● PROBLEM
Return all the records, each one exactly as given.

● RECORDS FOR THIS EXERCISE

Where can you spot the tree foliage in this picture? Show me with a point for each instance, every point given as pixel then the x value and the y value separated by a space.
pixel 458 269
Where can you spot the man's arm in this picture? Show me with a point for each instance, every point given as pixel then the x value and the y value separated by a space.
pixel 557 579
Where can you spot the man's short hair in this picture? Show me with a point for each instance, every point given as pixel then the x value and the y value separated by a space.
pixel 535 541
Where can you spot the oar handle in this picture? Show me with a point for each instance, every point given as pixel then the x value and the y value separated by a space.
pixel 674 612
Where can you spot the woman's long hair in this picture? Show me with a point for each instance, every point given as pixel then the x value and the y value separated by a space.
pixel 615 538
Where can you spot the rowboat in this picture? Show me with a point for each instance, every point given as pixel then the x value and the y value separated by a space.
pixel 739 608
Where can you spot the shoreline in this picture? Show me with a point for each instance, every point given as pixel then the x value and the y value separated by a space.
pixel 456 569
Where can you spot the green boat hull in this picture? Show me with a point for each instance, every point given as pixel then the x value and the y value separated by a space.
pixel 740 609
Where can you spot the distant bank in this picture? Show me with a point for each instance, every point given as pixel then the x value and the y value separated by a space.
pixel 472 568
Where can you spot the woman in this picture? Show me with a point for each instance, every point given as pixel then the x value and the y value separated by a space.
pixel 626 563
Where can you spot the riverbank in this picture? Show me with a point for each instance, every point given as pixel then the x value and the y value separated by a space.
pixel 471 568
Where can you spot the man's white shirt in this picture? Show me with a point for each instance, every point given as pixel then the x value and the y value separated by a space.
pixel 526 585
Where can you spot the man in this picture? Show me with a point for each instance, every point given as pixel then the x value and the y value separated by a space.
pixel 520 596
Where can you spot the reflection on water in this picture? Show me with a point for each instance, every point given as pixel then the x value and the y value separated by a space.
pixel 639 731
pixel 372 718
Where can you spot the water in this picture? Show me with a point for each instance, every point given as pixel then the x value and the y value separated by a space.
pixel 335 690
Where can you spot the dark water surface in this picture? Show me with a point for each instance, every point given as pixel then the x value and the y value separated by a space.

● SOLUTION FOR THIS EXERCISE
Where can you spot the tree foliage in this picture? Show me with a point for each instance, every point given as pixel then the x value and the y value separated by a space.
pixel 458 269
Where can you spot the man's arm in this picture? Show me with a point for each instance, every point given as pixel then the x value and the y value separated by a space.
pixel 557 579
Where can you spot the man's short hair in this picture? Show me with a point for each instance, every point given as pixel then the x value and the y value separated by a space.
pixel 535 541
Where can you spot the oar handle in this picture? Show me with a point for each instance, every point given as pixel then the x value and the y value separated by a space.
pixel 674 612
Where can you spot the woman's long hair in this picture? Show me with a point for each instance, every point given as pixel then the x value and the y value separated by a space.
pixel 615 538
Where can you spot the rowboat in this picture? Show me with a point for each instance, every point given as pixel then the x value and the y value separated by a space.
pixel 739 608
Where can you spot the shoreline in this picture? Show me with a point for each instance, every point given as pixel then the x value and the y value separated by a space.
pixel 456 569
Where can you spot the green boat hull in this picture? Show me with a point for each instance, every point given as pixel then the x value and the y value separated by a space.
pixel 740 609
Where can you spot the distant bank in this picture? Show me with a point for each instance, every point given as pixel then the x value and the y value separated by a space.
pixel 472 568
Where can you spot the woman in this picture? Show me with a point for each instance, every point given as pixel then the x value and the y value separated by a space.
pixel 626 563
Where can you spot the riverbank in this picture? Show me with a point for each instance, every point given as pixel then the x value and the y value separated by a space.
pixel 471 568
Where can you spot the man's white shirt in this picture? Show me with a point for each instance, every point given as pixel then the x value and the y value separated by a space.
pixel 526 585
Where can you spot the man in this picture? Show me with a point for each instance, every point given as pixel then the x value and the y value separated by a space.
pixel 520 596
Where can you spot the reflection on water in this picture? Show me with a point for each instance, every point given as pixel then the x value and the y value separated by a space.
pixel 639 731
pixel 372 718
Where can you spot the water in this picture? Show me with a point for each instance, every point given as pixel then the x value and the y value separated by a space.
pixel 335 690
Where can you spot the dark water surface in this picture? Show me with a point for each instance, every point given as pixel then the x value and the y value separated by a space.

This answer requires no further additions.